▶ _Instruções da tarefa_
Por favor, dê continuidade ao texto sobre o ex-goleiro Márcio, começando logo após a última frase mostrada.

▶ _Texto_
O ex-goleiro destacou que “adorava o pai dele, como goleiro e pessoa. Eu vi esse garoto na barriga da mãe, para se ter ideia. Literalmente, eu peguei o Jean no colo. Então dou o meu destaque para o Jean, mas não dá para destacar um jogador em um grupo tão homogêneo como o do Atlético. É claro que nem em todos jogos todos jogam bem, às vezes um joga mal e outro não, mas no contexto geral se completam”.

Apesar de este ter sido somente seu primeiro gol, apenas na sua terceira finalização como goleiro do Atlético, o jovem Jean tem apenas 24 anos e, portanto, ainda tem muito tempo de carreira. Sobre a nova ameaça à sua marca, de 43 tentos, Márcio brincou que “quando ele fizer 42, vou pedir para parar (risos). Ou melhor, até empatar. Ele faz 43, para por aí e ficamos nós dois no topo”.

Jean Paulo Fernandes Filho carrega o nome em homenagem ao pai, ídolo do Bahia nos anos 1990 e do próprio Márcio, que cresceu no clube tricolor. Assim como o filho, foi goleiro e “fazia defesas muitos difíceis e plásticas, e vejo isso no Jean. Mas o que mais me impressiona é a semelhança física. Eu olho hoje o Jean e vejo muito o pai na época. O Jean foi um excelente goleiro, um dos meus primeiros ídolos, acompanhei de perto, ganhei luvas dele e tenho contato até hoje”.

Evolução no trabalho dos goleiros

Exemplo raro na sua função no futebol brasileiro, além dos gols, Márcio também se sobressaía tecnicamente no jogo com os pés e na saída do gol. “Na minha época, quando comecei a jogar com os pés, era meio que um tabu. O goleiro não tinha que saber jogar com os pés, era o contrário. Os treinadores diziam para evitar a recuar para o goleiro e, quando recuasse, o goleiro tinha que dar um ‘chutão’. Eu já entendia diferente, achava que tinha que dar um passe ao invés de um ‘chutão’, então já começava o ataque ali”, frisou.

De acordo com o ex-goleiro, “me aprimorei não em sair jogando com os pés conduzindo a bola, me aprimorei justamente com a batida na bola, para tentar colocar ela no lugar onde queria. Hoje em dia, existem treinamentos mais específicos para isso. Os treinadores de goleiro evoluíram e sabem que têm que treinar com os pés também, então o treinamento é mais diferenciado, com condução de bola, passes curtos e longos para poder estar sempre em contato com a bola”.

▶ _Linhas de dados_
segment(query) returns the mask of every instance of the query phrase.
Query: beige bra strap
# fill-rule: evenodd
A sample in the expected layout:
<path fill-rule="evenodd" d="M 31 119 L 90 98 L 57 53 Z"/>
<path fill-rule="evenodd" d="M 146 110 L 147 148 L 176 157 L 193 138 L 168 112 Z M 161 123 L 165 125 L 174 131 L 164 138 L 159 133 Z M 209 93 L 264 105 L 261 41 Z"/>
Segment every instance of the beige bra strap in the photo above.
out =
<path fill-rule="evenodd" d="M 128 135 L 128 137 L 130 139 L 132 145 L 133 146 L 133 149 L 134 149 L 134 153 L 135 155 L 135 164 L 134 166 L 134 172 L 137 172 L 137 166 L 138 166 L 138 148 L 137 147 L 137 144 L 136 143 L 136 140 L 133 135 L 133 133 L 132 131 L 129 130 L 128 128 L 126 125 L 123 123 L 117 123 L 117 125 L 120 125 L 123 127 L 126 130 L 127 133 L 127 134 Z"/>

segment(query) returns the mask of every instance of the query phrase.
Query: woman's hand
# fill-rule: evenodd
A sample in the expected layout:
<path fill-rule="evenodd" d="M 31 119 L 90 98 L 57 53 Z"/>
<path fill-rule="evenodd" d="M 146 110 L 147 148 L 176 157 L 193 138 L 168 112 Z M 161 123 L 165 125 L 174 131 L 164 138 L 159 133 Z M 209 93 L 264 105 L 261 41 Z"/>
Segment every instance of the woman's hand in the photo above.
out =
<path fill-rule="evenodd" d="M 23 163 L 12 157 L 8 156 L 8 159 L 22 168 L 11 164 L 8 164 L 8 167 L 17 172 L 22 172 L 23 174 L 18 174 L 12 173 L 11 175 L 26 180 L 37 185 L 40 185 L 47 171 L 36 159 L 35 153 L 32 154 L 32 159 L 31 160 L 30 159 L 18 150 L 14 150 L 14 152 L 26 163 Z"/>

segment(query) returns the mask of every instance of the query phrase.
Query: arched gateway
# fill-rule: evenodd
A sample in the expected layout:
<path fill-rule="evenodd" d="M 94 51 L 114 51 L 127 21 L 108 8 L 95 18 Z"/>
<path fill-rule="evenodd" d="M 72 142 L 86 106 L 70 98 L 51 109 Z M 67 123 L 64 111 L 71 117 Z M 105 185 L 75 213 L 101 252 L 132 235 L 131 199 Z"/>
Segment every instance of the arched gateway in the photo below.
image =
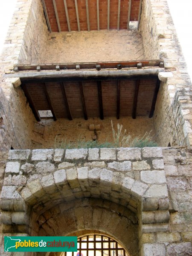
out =
<path fill-rule="evenodd" d="M 5 235 L 101 234 L 149 256 L 143 236 L 166 230 L 169 206 L 160 148 L 12 150 L 1 220 Z"/>

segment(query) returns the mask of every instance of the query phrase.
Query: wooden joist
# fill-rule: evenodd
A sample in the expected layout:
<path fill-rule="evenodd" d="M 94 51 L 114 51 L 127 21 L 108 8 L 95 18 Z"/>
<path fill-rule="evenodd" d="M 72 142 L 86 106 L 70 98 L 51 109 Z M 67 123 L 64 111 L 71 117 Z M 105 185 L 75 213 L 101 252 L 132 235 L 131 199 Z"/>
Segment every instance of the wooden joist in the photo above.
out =
<path fill-rule="evenodd" d="M 119 119 L 120 117 L 120 91 L 121 89 L 120 81 L 117 81 L 116 90 L 116 119 Z"/>
<path fill-rule="evenodd" d="M 156 103 L 157 98 L 157 97 L 158 92 L 159 91 L 159 87 L 160 86 L 160 80 L 157 79 L 157 80 L 156 85 L 155 86 L 155 89 L 154 91 L 153 100 L 152 101 L 151 107 L 151 111 L 149 116 L 149 117 L 150 118 L 153 117 L 153 114 L 154 113 L 155 104 Z"/>
<path fill-rule="evenodd" d="M 28 101 L 29 104 L 29 106 L 31 107 L 32 111 L 33 112 L 33 114 L 34 114 L 35 117 L 36 118 L 37 121 L 40 122 L 41 121 L 41 117 L 38 111 L 38 110 L 36 109 L 35 104 L 33 103 L 33 102 L 32 100 L 32 98 L 31 97 L 31 95 L 29 93 L 29 92 L 27 89 L 27 87 L 26 86 L 26 84 L 23 84 L 22 85 L 22 87 L 23 90 L 24 91 L 25 96 L 27 99 L 27 100 Z"/>
<path fill-rule="evenodd" d="M 47 88 L 46 84 L 45 84 L 45 83 L 44 83 L 44 84 L 43 84 L 43 86 L 44 93 L 45 93 L 45 96 L 46 97 L 47 100 L 47 102 L 48 103 L 48 105 L 49 105 L 49 108 L 50 108 L 50 110 L 51 111 L 51 112 L 52 113 L 52 116 L 53 117 L 53 119 L 54 119 L 55 121 L 56 121 L 57 120 L 57 118 L 56 117 L 55 114 L 55 111 L 53 109 L 53 108 L 52 107 L 52 103 L 51 102 L 51 99 L 50 99 L 49 95 L 49 93 L 47 91 Z"/>
<path fill-rule="evenodd" d="M 100 118 L 101 119 L 101 120 L 103 120 L 104 117 L 103 116 L 103 99 L 102 96 L 102 84 L 101 81 L 97 81 L 97 90 L 98 91 Z"/>
<path fill-rule="evenodd" d="M 68 118 L 69 119 L 69 120 L 73 120 L 71 111 L 70 110 L 70 108 L 69 105 L 69 102 L 68 102 L 67 97 L 67 94 L 65 90 L 64 83 L 62 83 L 61 84 L 61 89 L 62 93 L 63 94 L 63 97 L 65 105 L 65 108 L 66 108 Z"/>
<path fill-rule="evenodd" d="M 137 80 L 136 81 L 135 93 L 134 94 L 134 103 L 133 106 L 133 113 L 132 117 L 133 119 L 136 118 L 137 106 L 137 105 L 138 95 L 139 93 L 139 89 L 140 88 L 140 80 Z"/>
<path fill-rule="evenodd" d="M 84 114 L 84 118 L 85 120 L 87 120 L 87 114 L 86 106 L 85 104 L 85 100 L 84 99 L 84 92 L 83 90 L 83 85 L 82 82 L 79 82 L 79 88 L 81 97 L 82 105 L 83 105 L 83 113 Z"/>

▶ _Resposta_
Para Márcio, o alemão Marc-André ter Stegen, do Barcelona, da Espanha, é um grande exemplo na função na saída do gol e o seu favorito. “Lembro que há alguns anos, e não tantos anos, talvez cinco, no máximo dez, todos os goleiros saíam deitados e o atacante já sabia que era só dar uma ‘cavadinha’, tendo em vista que o Romário fez mais de mil gols desse jeito, porque todos os goleiros já saíam deitados”, relembrou.

“Hoje não, o goleiro sai, como se diz na linguagem atual, fazendo um ‘X’ e isso dificulta para o atacante. O Ter Stegen faz isso com muita precisão. O goleiro de handebol faz muito isso, só que na hora que vai fazer esse movimento, até para se proteger, ele vira o rosto. O Ter Stegen tem um diferencial, porque ele faz isso olhando para a bola, então ele reage na hora que a bola, por isso que acho ele mais completo até que o próprio Neuer”, acrescentou.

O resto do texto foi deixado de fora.